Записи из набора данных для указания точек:
* * * * * * * * *

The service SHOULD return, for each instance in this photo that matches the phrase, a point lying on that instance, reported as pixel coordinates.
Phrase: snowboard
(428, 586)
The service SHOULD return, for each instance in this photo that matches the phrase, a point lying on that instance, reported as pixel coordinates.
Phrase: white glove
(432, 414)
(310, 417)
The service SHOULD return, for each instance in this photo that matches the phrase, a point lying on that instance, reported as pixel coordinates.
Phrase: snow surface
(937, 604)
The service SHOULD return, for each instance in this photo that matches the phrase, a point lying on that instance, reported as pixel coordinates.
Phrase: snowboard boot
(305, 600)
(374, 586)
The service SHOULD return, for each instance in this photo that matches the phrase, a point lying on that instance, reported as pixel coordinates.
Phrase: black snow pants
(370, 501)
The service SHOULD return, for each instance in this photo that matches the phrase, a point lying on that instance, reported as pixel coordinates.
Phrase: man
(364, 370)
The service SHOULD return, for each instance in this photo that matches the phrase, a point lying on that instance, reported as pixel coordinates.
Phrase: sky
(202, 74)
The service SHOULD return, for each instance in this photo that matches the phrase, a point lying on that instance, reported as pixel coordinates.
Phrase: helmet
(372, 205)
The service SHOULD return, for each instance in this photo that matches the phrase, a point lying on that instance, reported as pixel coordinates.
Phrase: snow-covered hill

* * * * * * * * *

# ОПИСАНИЕ ЗАДАЧИ
Пожалуйста, перепишите весь перечень выше, заменив «pixel coordinates» на «pixel positions» и оставив всё остальное без изменений.

# ПОЛНЫЙ ОТВЕТ
The service SHOULD return, for each instance in this photo that matches the phrase, a point lying on that instance, reported as pixel positions.
Phrase: snowboard
(428, 586)
The service SHOULD return, for each instance in this photo that matches the phrase, a point lying on that instance, reported as pixel positions.
Phrase: white glove
(432, 414)
(310, 417)
The service SHOULD return, for each instance in this photo that matches the phrase, a point lying on that instance, reported as pixel positions.
Phrase: snow surface
(937, 604)
The service SHOULD return, for each instance in this photo that matches the phrase, a point lying on that instance, reported as pixel positions.
Phrase: snowboard boot
(305, 600)
(374, 586)
The service SHOULD return, for each instance in this photo that matches the phrase, a point lying on that instance, reported as pixel positions.
Phrase: black snow pants
(370, 501)
The service SHOULD return, for each instance in this photo that matches the phrase, a point lying on that instance, reported as pixel positions.
Phrase: man
(364, 370)
The service SHOULD return, for each instance in this photo that matches the phrase, a point lying on that instance, reported as pixel positions.
Phrase: sky
(202, 74)
The service SHOULD return, for each instance in this photo that matches the phrase, a point lying on that instance, reported as pixel positions.
Phrase: helmet
(372, 205)
The service SHOULD return, for each instance in this photo that matches the phrase, a point lying on that instance, reported as pixel positions.
Phrase: snow-covered hill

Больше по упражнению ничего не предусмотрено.